→ **SET EXERCISE**: Reproduce all of the data below line for line, without any changes.

Entries from an annotation dataset:
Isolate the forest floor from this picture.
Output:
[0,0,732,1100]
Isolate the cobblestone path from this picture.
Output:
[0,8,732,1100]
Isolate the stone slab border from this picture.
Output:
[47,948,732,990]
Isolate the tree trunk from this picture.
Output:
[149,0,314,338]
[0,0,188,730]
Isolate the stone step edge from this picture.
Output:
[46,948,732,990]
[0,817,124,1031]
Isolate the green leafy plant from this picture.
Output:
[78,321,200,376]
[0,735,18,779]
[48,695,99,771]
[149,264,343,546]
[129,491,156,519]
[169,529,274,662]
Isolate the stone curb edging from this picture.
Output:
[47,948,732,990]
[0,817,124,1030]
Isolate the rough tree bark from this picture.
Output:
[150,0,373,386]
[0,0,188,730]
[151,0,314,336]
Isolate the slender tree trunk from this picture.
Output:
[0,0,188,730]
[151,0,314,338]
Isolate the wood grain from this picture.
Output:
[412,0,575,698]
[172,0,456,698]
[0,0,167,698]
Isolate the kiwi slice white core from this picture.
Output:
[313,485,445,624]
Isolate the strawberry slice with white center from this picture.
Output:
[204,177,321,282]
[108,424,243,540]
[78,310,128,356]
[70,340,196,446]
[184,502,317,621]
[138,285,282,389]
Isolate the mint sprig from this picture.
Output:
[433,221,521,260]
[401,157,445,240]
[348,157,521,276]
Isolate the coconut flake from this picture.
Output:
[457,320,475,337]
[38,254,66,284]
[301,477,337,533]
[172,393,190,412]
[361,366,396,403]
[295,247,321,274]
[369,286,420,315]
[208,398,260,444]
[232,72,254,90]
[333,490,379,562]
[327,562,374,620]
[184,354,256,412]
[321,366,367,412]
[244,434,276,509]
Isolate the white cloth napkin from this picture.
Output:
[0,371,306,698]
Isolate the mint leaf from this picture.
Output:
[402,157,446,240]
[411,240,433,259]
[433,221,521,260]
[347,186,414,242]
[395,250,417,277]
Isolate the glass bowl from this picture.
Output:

→ **REPLY TO THE EXERCISE**:
Isolate the forest floor from this picture.
Output:
[0,0,732,1100]
Isolate the cobblestone path from this picture.
Output:
[0,8,732,1100]
Isolate the stone slab border from this picture.
Output:
[47,948,732,990]
Isolate the tree trunk from this picture.
Output:
[149,0,314,338]
[0,0,188,730]
Isolate the stone step edge from this picture.
Output:
[46,948,732,990]
[0,817,124,1031]
Isolate the green leafy plant from this picture.
Output:
[78,321,200,376]
[0,735,18,779]
[48,695,99,771]
[149,264,343,546]
[129,491,156,519]
[169,529,274,662]
Isolate the stone curb edging from this picture.
Output:
[47,948,732,990]
[0,817,124,1030]
Isolate the rough tree bark from this picture.
Output:
[150,0,373,386]
[0,0,188,730]
[151,0,314,336]
Isolate the slender tree trunk from this picture.
Output:
[0,0,188,730]
[151,0,314,338]
Isolate the wood grain from this picture.
Output:
[412,0,575,698]
[172,0,456,698]
[0,0,167,698]
Isolate the kiwi slice white core from this picture.
Output:
[313,485,445,624]
Isolate the strawberry slice with white center from this picture.
Output:
[204,177,321,282]
[108,424,243,540]
[78,310,128,356]
[70,340,196,446]
[184,502,317,621]
[138,285,282,389]
Isolate the mint sprig from this picture.
Output:
[433,221,521,260]
[401,157,445,240]
[348,157,521,276]
Isolate the coconut flake from this picture.
Output:
[457,320,475,337]
[38,254,66,284]
[301,477,337,533]
[172,393,190,412]
[361,366,396,403]
[295,247,321,274]
[369,286,420,315]
[208,398,260,444]
[232,72,254,90]
[333,490,379,562]
[327,562,374,620]
[184,354,256,412]
[321,366,367,412]
[244,434,276,509]
Isolate the white cloth napkin from this picture.
Output:
[0,371,306,698]
Isolate the mint leaf from this picture.
Output:
[402,157,446,240]
[411,240,433,259]
[433,221,521,260]
[347,186,414,242]
[395,250,417,277]
Isolate the glass bowl from this picture.
Output:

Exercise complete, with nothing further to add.